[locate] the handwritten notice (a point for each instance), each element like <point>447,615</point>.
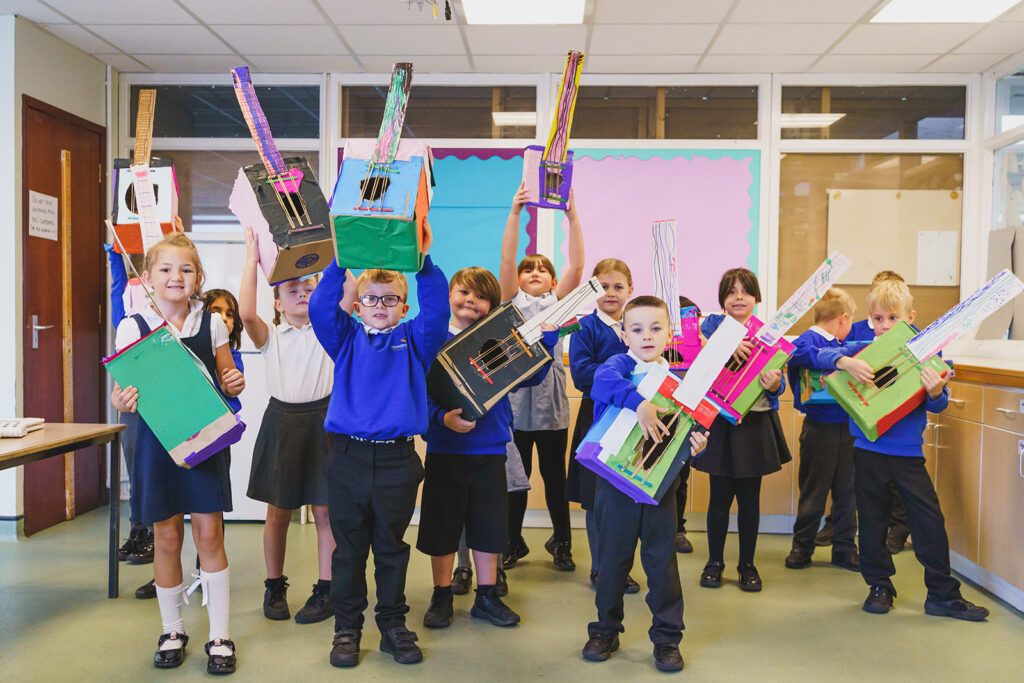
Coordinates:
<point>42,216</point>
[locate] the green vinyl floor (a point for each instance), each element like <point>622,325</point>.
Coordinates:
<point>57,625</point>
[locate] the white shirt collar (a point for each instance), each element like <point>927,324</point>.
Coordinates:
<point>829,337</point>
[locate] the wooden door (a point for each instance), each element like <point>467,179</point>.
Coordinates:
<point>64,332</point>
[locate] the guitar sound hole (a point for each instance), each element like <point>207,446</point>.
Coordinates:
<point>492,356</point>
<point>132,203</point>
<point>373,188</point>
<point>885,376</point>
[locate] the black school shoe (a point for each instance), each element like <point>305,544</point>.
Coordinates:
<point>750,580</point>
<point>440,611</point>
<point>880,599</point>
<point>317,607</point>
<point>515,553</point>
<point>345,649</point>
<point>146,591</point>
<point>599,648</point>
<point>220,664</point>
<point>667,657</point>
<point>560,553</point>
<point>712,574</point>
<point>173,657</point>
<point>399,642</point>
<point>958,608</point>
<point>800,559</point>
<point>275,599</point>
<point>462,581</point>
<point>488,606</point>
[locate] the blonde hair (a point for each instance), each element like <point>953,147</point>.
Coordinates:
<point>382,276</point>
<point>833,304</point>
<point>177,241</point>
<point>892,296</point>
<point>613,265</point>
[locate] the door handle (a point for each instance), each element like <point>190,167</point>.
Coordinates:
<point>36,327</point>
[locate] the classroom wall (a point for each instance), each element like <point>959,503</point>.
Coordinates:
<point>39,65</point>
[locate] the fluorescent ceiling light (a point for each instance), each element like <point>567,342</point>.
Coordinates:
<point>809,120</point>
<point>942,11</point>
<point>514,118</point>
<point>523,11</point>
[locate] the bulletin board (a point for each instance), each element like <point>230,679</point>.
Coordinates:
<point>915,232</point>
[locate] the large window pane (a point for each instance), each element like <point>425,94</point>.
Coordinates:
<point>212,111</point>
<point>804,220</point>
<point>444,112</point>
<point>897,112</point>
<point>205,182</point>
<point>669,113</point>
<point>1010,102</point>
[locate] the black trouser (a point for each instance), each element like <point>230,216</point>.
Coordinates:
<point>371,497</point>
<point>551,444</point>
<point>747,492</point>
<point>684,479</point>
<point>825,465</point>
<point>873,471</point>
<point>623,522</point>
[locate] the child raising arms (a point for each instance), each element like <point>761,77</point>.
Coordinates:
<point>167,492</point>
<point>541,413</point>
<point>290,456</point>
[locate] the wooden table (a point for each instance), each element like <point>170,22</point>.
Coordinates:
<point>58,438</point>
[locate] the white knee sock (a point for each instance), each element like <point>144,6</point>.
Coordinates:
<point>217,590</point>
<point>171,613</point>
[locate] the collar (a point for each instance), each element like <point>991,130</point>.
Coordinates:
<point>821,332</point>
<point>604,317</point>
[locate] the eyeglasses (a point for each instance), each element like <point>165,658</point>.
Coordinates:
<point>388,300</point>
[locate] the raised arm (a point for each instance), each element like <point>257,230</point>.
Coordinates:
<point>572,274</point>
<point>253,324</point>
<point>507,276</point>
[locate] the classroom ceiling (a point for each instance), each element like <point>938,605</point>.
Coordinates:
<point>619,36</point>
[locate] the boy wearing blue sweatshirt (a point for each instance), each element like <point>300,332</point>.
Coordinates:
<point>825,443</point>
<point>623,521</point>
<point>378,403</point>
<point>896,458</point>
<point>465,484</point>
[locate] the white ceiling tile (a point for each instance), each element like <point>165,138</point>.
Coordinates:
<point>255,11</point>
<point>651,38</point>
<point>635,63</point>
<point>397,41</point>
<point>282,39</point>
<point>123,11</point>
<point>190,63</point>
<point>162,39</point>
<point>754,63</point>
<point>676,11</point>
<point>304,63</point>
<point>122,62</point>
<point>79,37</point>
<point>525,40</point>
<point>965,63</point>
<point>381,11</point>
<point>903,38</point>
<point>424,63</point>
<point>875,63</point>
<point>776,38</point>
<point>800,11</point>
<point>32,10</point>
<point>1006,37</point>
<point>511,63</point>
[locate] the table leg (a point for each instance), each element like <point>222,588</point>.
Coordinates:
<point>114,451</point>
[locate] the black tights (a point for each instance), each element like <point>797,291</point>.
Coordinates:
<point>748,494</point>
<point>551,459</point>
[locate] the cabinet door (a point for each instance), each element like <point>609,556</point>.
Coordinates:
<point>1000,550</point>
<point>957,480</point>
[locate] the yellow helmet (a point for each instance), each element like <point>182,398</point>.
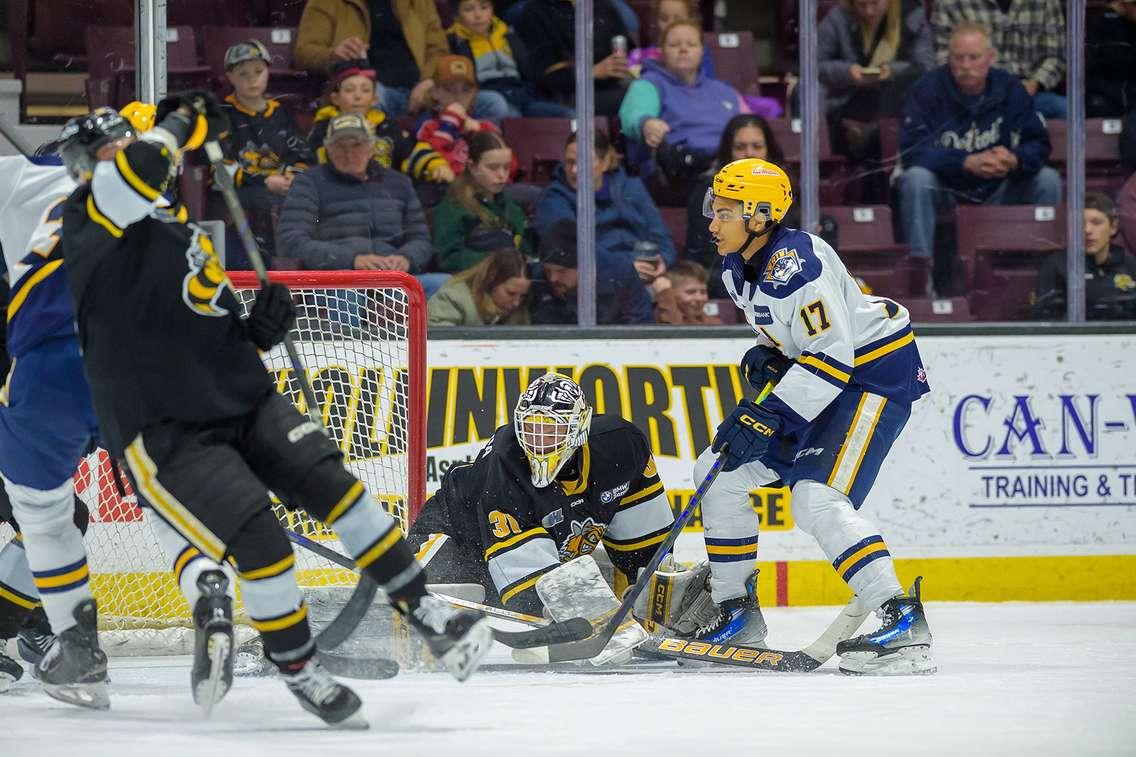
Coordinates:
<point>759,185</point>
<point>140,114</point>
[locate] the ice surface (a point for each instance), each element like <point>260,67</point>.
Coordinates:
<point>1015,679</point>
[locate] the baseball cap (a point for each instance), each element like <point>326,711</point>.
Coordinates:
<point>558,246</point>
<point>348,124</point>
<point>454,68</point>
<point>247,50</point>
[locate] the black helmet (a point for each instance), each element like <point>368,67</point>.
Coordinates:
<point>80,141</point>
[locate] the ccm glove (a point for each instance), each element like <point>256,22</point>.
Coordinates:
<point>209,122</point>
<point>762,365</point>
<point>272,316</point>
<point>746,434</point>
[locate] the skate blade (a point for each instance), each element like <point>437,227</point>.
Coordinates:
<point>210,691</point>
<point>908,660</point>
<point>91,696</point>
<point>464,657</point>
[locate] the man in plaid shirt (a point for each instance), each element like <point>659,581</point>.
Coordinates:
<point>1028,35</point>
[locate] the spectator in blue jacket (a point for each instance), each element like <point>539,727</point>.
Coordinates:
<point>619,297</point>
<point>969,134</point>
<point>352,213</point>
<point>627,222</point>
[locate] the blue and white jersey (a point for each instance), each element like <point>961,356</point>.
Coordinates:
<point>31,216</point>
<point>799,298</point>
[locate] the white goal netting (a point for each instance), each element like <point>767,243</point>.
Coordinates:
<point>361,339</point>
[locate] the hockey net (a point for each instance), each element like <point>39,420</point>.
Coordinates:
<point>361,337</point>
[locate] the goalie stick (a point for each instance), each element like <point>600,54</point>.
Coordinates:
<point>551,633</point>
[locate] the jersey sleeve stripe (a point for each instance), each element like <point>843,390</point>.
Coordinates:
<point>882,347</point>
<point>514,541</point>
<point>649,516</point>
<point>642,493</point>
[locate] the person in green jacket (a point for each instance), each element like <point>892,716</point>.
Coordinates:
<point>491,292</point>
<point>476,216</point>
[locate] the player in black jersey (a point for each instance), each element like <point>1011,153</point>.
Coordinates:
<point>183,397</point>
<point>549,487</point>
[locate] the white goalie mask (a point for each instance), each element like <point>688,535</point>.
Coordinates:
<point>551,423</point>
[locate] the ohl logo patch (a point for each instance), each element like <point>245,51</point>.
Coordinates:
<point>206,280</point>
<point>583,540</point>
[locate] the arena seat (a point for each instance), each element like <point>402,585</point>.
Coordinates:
————
§ Problem statement:
Please rewrite all of the items above, replacing "Coordinates" with "Locations" everywhere and leaving everything else unchanged. Leave the pictures out of your answer.

§ Written response:
[locate] the handwritten notice (a point for each instance), each element like <point>447,615</point>.
Locations:
<point>42,216</point>
[locate] the green vinyl floor (a point for each instance), each element like <point>622,325</point>.
Locations:
<point>57,625</point>
[locate] the white shirt collar (a point for each instance), each element like <point>927,324</point>.
Locations:
<point>829,337</point>
[locate] the wooden door (a point for each instance), each element like <point>467,179</point>.
Locations:
<point>64,332</point>
[locate] the guitar sound hole (a point for each instance), each element like <point>207,446</point>.
Locations:
<point>492,356</point>
<point>132,203</point>
<point>373,188</point>
<point>885,376</point>
[locate] the black school shoe (a point for each instance), each element like <point>305,544</point>.
Locations:
<point>750,580</point>
<point>440,611</point>
<point>880,599</point>
<point>317,607</point>
<point>515,553</point>
<point>345,649</point>
<point>146,591</point>
<point>599,648</point>
<point>220,664</point>
<point>667,657</point>
<point>560,553</point>
<point>712,574</point>
<point>173,657</point>
<point>399,642</point>
<point>958,608</point>
<point>800,559</point>
<point>275,599</point>
<point>462,581</point>
<point>488,606</point>
[locate] the blonde hair (a point for each instance), each element like <point>953,147</point>.
Locations:
<point>382,276</point>
<point>833,304</point>
<point>177,241</point>
<point>892,296</point>
<point>613,265</point>
[locate] the door handle (a point for each instance), each element like <point>190,167</point>.
Locations:
<point>36,327</point>
[locate] the classroom wall (a point for each instance), each element like <point>959,503</point>.
Locations:
<point>39,65</point>
[locate] the fluorescent ceiling light (a point for each instance), each element like <point>567,342</point>.
Locations:
<point>809,120</point>
<point>942,11</point>
<point>514,118</point>
<point>523,11</point>
[locate] the bulletin board (a point for each instance), each element like <point>230,679</point>.
Locations:
<point>915,232</point>
[locate] the large window pane (a point for each instance), each element like <point>425,94</point>.
Locations:
<point>212,111</point>
<point>804,220</point>
<point>444,112</point>
<point>897,112</point>
<point>205,182</point>
<point>669,113</point>
<point>1010,102</point>
[locate] the black trouser (a point for each instance), each element like <point>230,216</point>.
Locations:
<point>371,497</point>
<point>551,444</point>
<point>747,492</point>
<point>684,479</point>
<point>825,465</point>
<point>873,471</point>
<point>623,522</point>
[locate] the child raising arms (a point for each instance), each element like <point>761,77</point>.
Locations:
<point>167,492</point>
<point>541,413</point>
<point>290,456</point>
[locate] the wooden table (a point for each instance), each element like <point>170,22</point>.
Locations:
<point>58,438</point>
[locate] the white knee sock (a point for each instance), each element like <point>144,6</point>.
Locations:
<point>217,590</point>
<point>171,613</point>
[locate] the collar (a point for each instance), each element like <point>991,130</point>.
Locations:
<point>821,332</point>
<point>604,317</point>
[locate] the eyeglasses (a point for each instance), each element like <point>165,658</point>.
Locations:
<point>388,300</point>
[locate] the raised arm (a point for each instance), each element like <point>257,230</point>.
Locations:
<point>572,274</point>
<point>253,324</point>
<point>507,276</point>
[locate] the classroom ceiling (a point for each instance), each element like <point>938,605</point>.
Locations:
<point>619,36</point>
[locate] the boy wearing blue sweatshirt (a point for each instance), each element like <point>300,332</point>.
Locations:
<point>825,443</point>
<point>623,521</point>
<point>378,403</point>
<point>896,458</point>
<point>465,484</point>
[locate] the white ceiling tile (a point for each instance), each element like <point>165,138</point>.
Locations:
<point>255,11</point>
<point>651,38</point>
<point>635,63</point>
<point>397,41</point>
<point>282,39</point>
<point>123,11</point>
<point>190,63</point>
<point>162,39</point>
<point>754,63</point>
<point>676,11</point>
<point>304,63</point>
<point>122,62</point>
<point>79,37</point>
<point>525,40</point>
<point>965,63</point>
<point>381,11</point>
<point>903,38</point>
<point>424,63</point>
<point>875,63</point>
<point>776,38</point>
<point>800,11</point>
<point>32,10</point>
<point>1006,37</point>
<point>511,63</point>
[locate] the table leg (a point for each instance), each element like <point>222,588</point>.
Locations:
<point>114,451</point>
[locate] the black tights (a point for each instance), each element like <point>797,291</point>.
Locations:
<point>748,494</point>
<point>551,459</point>
[locate] the cabinet door (a point for each instance), each element like <point>609,556</point>.
Locations:
<point>1000,550</point>
<point>957,480</point>
[locate] the yellow helmet (a point for each instance), each element like <point>182,398</point>.
Locations:
<point>759,185</point>
<point>140,114</point>
[locate] the ice surface (a point for each instance), each element like <point>260,67</point>.
Locations:
<point>1015,679</point>
[locate] the baseball cap (a point for each instance), each element like <point>326,711</point>.
Locations:
<point>558,246</point>
<point>348,124</point>
<point>454,68</point>
<point>247,50</point>
[locate] the black helmet (a point for each instance), each element like <point>368,67</point>.
Locations:
<point>80,141</point>
[locate] the ccm glove (a point for each instance), each element like <point>256,22</point>.
Locations:
<point>209,122</point>
<point>762,365</point>
<point>272,316</point>
<point>746,434</point>
[locate] the skate blade (a point for each instance), each element like <point>437,227</point>.
Locations:
<point>210,691</point>
<point>908,660</point>
<point>91,696</point>
<point>464,657</point>
[locate] the man in plaid shirt (a point for each instance), each element like <point>659,581</point>.
Locations:
<point>1028,35</point>
[locate] the spectator in blue jacket (a point for each instance), each element like <point>539,727</point>.
Locations:
<point>619,297</point>
<point>969,134</point>
<point>352,213</point>
<point>627,222</point>
[locate] the blue and white jersey (a point for each instance), each element like <point>961,356</point>.
Locations:
<point>31,216</point>
<point>799,298</point>
[locate] the white goal netting (a point for each instance), each element like <point>767,243</point>.
Locations:
<point>361,339</point>
[locate] the hockey net (a point for each instance), each element like <point>39,420</point>.
Locations:
<point>361,337</point>
[locate] the goalie stick (a point for each instance), each element like <point>600,54</point>.
Locations:
<point>551,633</point>
[locate] the jersey sleeve stripe (a point for each instance), each element like <point>843,390</point>.
Locations:
<point>882,347</point>
<point>514,541</point>
<point>649,516</point>
<point>642,493</point>
[locate] the person in green jacket (a point for each instance), each element like <point>892,716</point>.
Locations:
<point>491,292</point>
<point>476,216</point>
[locate] the player in black jersey (a point for each instance), each element like <point>1011,153</point>.
Locations:
<point>183,397</point>
<point>549,487</point>
[locate] the white goalie mask (a point for each instance), each element like <point>688,535</point>.
Locations:
<point>551,423</point>
[locate] the ohl logo patch (a point for each instance), each element like <point>245,51</point>.
Locations:
<point>206,280</point>
<point>583,540</point>
[locate] the arena seat (a point for each instance), each element like <point>402,585</point>.
Locations:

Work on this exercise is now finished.